Record set =
(begin)
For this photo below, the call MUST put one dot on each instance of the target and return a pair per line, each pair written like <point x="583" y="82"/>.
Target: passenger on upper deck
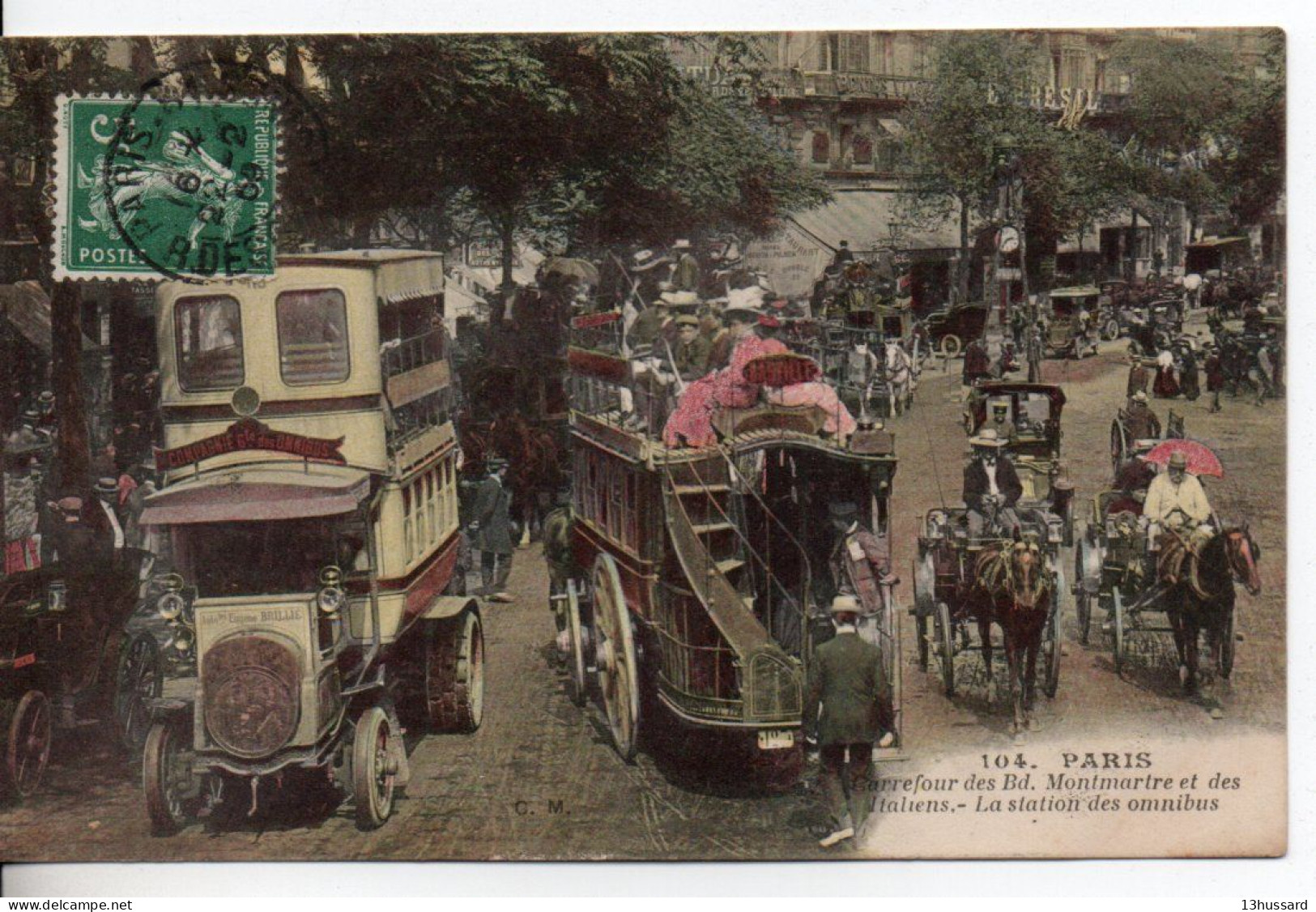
<point x="1140" y="421"/>
<point x="837" y="423"/>
<point x="690" y="353"/>
<point x="692" y="421"/>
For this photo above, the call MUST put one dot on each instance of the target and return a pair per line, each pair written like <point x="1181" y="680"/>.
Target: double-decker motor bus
<point x="305" y="599"/>
<point x="705" y="571"/>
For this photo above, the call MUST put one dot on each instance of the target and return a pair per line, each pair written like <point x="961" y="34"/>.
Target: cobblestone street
<point x="540" y="778"/>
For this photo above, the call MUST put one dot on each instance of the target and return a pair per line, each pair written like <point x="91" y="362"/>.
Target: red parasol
<point x="1202" y="461"/>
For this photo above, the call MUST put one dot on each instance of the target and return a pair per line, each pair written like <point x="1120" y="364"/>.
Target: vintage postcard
<point x="798" y="445"/>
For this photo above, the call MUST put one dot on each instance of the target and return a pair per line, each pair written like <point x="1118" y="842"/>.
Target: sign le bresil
<point x="1048" y="98"/>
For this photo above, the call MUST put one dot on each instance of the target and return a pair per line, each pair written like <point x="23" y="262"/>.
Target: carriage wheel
<point x="172" y="796"/>
<point x="619" y="669"/>
<point x="924" y="591"/>
<point x="28" y="729"/>
<point x="454" y="673"/>
<point x="374" y="769"/>
<point x="1119" y="629"/>
<point x="1052" y="654"/>
<point x="892" y="631"/>
<point x="140" y="678"/>
<point x="578" y="686"/>
<point x="945" y="642"/>
<point x="1082" y="598"/>
<point x="1061" y="585"/>
<point x="922" y="624"/>
<point x="1118" y="446"/>
<point x="1227" y="645"/>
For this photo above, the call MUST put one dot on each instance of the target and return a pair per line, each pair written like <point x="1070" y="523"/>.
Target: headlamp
<point x="330" y="599"/>
<point x="57" y="596"/>
<point x="183" y="641"/>
<point x="170" y="606"/>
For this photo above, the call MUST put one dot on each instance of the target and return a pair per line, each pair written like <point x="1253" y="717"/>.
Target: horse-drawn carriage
<point x="1067" y="332"/>
<point x="59" y="636"/>
<point x="1028" y="419"/>
<point x="1119" y="574"/>
<point x="701" y="573"/>
<point x="873" y="366"/>
<point x="964" y="582"/>
<point x="307" y="536"/>
<point x="951" y="328"/>
<point x="1156" y="326"/>
<point x="1126" y="444"/>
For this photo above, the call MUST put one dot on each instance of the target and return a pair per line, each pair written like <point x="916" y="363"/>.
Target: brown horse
<point x="1014" y="587"/>
<point x="1202" y="598"/>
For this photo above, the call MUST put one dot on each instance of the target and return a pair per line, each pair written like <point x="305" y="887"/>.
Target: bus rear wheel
<point x="454" y="673"/>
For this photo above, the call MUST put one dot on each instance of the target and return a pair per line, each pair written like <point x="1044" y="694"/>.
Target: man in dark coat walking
<point x="491" y="532"/>
<point x="859" y="562"/>
<point x="846" y="690"/>
<point x="1215" y="369"/>
<point x="977" y="364"/>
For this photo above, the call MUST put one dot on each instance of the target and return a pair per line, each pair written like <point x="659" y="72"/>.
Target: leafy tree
<point x="958" y="120"/>
<point x="1253" y="161"/>
<point x="33" y="73"/>
<point x="570" y="139"/>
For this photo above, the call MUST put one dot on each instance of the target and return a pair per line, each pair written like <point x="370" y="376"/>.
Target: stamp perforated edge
<point x="61" y="174"/>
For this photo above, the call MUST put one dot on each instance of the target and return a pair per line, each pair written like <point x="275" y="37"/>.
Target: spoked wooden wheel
<point x="172" y="790"/>
<point x="28" y="733"/>
<point x="1118" y="446"/>
<point x="578" y="686"/>
<point x="947" y="645"/>
<point x="924" y="586"/>
<point x="619" y="669"/>
<point x="1082" y="598"/>
<point x="374" y="768"/>
<point x="140" y="678"/>
<point x="1119" y="629"/>
<point x="454" y="673"/>
<point x="1052" y="655"/>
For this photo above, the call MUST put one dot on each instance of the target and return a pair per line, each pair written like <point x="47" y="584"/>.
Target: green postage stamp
<point x="158" y="189"/>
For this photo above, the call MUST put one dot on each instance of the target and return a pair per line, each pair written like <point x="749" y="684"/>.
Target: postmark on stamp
<point x="164" y="189"/>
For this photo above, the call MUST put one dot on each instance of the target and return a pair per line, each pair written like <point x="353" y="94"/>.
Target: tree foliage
<point x="977" y="104"/>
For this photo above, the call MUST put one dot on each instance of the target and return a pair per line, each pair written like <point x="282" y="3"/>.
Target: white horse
<point x="898" y="373"/>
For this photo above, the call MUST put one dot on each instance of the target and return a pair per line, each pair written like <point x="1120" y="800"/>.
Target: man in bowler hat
<point x="845" y="693"/>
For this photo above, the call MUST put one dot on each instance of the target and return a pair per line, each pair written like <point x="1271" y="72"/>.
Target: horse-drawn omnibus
<point x="703" y="573"/>
<point x="307" y="536"/>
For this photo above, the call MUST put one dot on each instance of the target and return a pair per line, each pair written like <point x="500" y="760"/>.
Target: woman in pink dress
<point x="691" y="424"/>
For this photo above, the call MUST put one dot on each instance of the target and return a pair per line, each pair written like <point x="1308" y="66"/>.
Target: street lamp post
<point x="1010" y="200"/>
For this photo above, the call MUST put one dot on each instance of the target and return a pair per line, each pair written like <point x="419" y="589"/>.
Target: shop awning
<point x="863" y="219"/>
<point x="258" y="495"/>
<point x="400" y="275"/>
<point x="28" y="311"/>
<point x="1208" y="242"/>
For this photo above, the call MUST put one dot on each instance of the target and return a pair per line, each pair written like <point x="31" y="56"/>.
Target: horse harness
<point x="993" y="571"/>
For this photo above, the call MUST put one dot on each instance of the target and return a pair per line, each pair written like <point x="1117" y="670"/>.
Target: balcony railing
<point x="884" y="87"/>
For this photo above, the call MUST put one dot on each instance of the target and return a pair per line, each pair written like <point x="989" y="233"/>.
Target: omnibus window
<point x="312" y="336"/>
<point x="208" y="340"/>
<point x="262" y="558"/>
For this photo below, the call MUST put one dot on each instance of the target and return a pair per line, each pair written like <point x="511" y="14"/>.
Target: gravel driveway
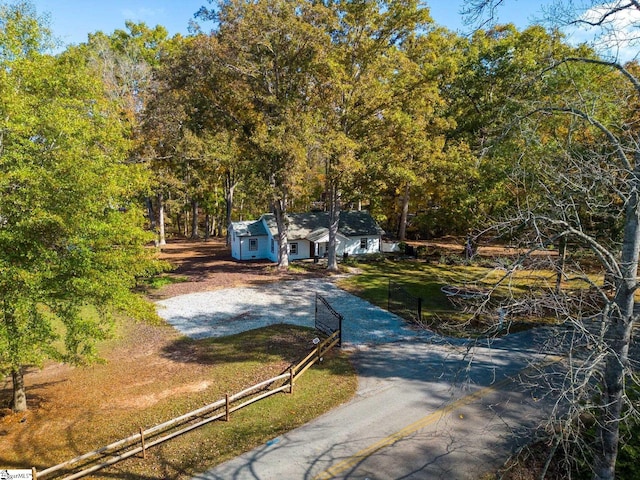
<point x="224" y="312"/>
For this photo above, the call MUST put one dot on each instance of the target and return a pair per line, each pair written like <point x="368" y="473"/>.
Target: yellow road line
<point x="348" y="463"/>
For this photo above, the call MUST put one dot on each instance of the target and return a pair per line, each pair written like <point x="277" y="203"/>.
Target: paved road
<point x="426" y="407"/>
<point x="419" y="413"/>
<point x="228" y="311"/>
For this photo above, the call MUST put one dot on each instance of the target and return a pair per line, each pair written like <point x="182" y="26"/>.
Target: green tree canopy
<point x="70" y="235"/>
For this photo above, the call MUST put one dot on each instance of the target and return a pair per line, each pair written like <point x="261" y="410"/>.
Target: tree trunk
<point x="195" y="234"/>
<point x="618" y="339"/>
<point x="334" y="221"/>
<point x="281" y="220"/>
<point x="230" y="187"/>
<point x="151" y="214"/>
<point x="162" y="240"/>
<point x="19" y="401"/>
<point x="562" y="258"/>
<point x="402" y="230"/>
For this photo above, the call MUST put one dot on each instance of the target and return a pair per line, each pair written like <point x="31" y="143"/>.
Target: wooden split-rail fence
<point x="140" y="442"/>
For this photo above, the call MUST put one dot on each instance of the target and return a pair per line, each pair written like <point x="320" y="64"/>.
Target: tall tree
<point x="597" y="173"/>
<point x="270" y="51"/>
<point x="126" y="60"/>
<point x="367" y="42"/>
<point x="69" y="235"/>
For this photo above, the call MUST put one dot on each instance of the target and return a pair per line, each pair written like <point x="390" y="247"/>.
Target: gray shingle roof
<point x="252" y="228"/>
<point x="301" y="225"/>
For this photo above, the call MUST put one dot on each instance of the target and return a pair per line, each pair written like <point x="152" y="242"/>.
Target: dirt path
<point x="208" y="265"/>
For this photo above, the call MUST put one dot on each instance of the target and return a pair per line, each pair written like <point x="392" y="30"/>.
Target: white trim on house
<point x="308" y="236"/>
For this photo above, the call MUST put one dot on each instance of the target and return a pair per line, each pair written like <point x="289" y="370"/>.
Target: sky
<point x="72" y="20"/>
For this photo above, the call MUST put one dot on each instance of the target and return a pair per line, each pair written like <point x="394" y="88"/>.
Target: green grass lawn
<point x="425" y="280"/>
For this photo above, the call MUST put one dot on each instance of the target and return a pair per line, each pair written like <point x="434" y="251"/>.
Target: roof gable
<point x="306" y="225"/>
<point x="253" y="228"/>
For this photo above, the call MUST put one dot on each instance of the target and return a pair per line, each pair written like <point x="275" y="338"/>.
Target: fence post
<point x="290" y="380"/>
<point x="144" y="450"/>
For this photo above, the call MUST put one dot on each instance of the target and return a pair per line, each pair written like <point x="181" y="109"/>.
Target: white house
<point x="308" y="236"/>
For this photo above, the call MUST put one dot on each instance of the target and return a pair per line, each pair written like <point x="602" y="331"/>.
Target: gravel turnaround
<point x="224" y="312"/>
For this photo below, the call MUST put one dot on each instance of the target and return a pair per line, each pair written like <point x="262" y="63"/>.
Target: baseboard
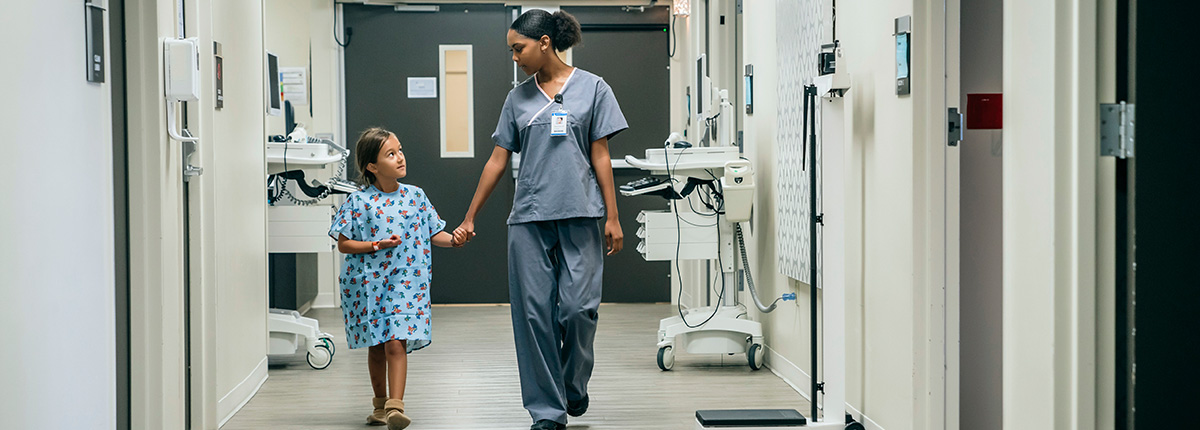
<point x="870" y="424"/>
<point x="325" y="300"/>
<point x="240" y="394"/>
<point x="796" y="377"/>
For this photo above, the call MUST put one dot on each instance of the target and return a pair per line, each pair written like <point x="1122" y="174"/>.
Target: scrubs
<point x="556" y="238"/>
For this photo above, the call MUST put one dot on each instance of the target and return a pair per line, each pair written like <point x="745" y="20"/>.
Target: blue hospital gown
<point x="385" y="294"/>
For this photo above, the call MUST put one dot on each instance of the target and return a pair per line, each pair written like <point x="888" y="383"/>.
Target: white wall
<point x="1050" y="215"/>
<point x="233" y="181"/>
<point x="226" y="220"/>
<point x="57" y="288"/>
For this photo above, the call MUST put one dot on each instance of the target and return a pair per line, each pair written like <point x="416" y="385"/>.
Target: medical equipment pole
<point x="810" y="94"/>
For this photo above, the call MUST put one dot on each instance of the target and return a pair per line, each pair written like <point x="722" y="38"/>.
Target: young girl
<point x="564" y="213"/>
<point x="385" y="231"/>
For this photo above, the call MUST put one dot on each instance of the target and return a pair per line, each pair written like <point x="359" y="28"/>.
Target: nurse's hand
<point x="466" y="230"/>
<point x="613" y="237"/>
<point x="393" y="242"/>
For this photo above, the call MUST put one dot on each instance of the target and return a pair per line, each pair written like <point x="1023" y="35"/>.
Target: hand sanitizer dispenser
<point x="738" y="189"/>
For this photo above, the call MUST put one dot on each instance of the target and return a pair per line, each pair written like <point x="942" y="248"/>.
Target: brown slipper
<point x="378" y="414"/>
<point x="394" y="413"/>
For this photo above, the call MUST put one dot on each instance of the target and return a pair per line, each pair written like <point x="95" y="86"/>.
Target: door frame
<point x="936" y="216"/>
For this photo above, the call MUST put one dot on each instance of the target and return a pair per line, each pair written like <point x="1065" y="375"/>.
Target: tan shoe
<point x="394" y="413"/>
<point x="378" y="414"/>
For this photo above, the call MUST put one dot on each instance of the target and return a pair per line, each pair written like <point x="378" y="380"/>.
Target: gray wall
<point x="981" y="224"/>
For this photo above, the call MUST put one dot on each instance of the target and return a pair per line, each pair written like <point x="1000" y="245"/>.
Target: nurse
<point x="564" y="213"/>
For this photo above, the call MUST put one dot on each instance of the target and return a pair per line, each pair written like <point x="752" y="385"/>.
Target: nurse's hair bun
<point x="562" y="28"/>
<point x="567" y="31"/>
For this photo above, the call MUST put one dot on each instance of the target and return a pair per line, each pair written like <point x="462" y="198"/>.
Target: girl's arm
<point x="347" y="245"/>
<point x="487" y="180"/>
<point x="603" y="165"/>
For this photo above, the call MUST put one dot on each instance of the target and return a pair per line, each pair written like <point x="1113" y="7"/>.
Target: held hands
<point x="465" y="232"/>
<point x="613" y="237"/>
<point x="393" y="242"/>
<point x="459" y="239"/>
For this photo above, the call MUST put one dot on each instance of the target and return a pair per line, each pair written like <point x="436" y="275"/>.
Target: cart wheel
<point x="755" y="357"/>
<point x="329" y="344"/>
<point x="666" y="358"/>
<point x="322" y="358"/>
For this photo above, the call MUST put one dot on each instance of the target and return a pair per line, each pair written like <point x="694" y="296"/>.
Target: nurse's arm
<point x="492" y="173"/>
<point x="601" y="162"/>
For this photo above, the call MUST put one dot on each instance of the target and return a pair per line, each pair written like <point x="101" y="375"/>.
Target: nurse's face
<point x="529" y="54"/>
<point x="390" y="162"/>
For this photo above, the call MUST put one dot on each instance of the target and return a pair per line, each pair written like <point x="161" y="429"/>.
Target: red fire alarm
<point x="985" y="111"/>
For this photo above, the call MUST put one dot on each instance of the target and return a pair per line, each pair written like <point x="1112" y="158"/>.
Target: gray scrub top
<point x="557" y="179"/>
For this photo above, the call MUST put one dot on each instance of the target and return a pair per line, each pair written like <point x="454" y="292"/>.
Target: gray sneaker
<point x="579" y="407"/>
<point x="546" y="424"/>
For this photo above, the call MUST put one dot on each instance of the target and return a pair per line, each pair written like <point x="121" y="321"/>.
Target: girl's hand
<point x="393" y="242"/>
<point x="466" y="230"/>
<point x="460" y="238"/>
<point x="613" y="236"/>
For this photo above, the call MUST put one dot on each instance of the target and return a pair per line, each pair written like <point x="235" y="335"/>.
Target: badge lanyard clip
<point x="558" y="119"/>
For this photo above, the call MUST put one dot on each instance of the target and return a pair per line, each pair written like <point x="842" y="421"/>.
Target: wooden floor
<point x="467" y="380"/>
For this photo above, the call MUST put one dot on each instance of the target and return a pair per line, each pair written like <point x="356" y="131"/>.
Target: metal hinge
<point x="954" y="131"/>
<point x="1117" y="130"/>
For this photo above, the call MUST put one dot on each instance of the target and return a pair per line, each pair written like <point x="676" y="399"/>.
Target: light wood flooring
<point x="467" y="380"/>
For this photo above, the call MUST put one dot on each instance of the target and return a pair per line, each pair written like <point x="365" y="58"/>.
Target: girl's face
<point x="529" y="54"/>
<point x="390" y="162"/>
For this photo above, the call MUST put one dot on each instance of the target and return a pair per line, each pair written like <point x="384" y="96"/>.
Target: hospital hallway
<point x="467" y="378"/>
<point x="743" y="214"/>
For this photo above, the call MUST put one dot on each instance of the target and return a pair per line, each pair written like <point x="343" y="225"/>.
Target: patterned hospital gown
<point x="385" y="294"/>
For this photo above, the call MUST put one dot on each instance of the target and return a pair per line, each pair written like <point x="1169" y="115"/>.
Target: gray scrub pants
<point x="555" y="276"/>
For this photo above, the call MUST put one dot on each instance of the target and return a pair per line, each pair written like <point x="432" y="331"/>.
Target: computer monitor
<point x="274" y="96"/>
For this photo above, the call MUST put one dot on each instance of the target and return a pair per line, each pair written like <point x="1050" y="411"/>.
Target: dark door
<point x="629" y="49"/>
<point x="387" y="48"/>
<point x="1161" y="186"/>
<point x="120" y="208"/>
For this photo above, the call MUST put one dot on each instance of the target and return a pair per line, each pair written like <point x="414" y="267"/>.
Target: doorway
<point x="120" y="207"/>
<point x="1157" y="238"/>
<point x="641" y="81"/>
<point x="981" y="218"/>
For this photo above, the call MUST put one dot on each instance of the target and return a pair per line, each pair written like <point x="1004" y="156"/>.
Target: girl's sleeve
<point x="606" y="117"/>
<point x="432" y="221"/>
<point x="507" y="132"/>
<point x="345" y="221"/>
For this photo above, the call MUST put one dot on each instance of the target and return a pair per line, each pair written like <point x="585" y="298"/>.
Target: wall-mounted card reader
(end)
Display every line in the entries above that contains the word "girl", copying each such line in full.

Target: young girl
Target: girl's arm
Target: girl's hand
Target: girl's face
Target: girl's sleeve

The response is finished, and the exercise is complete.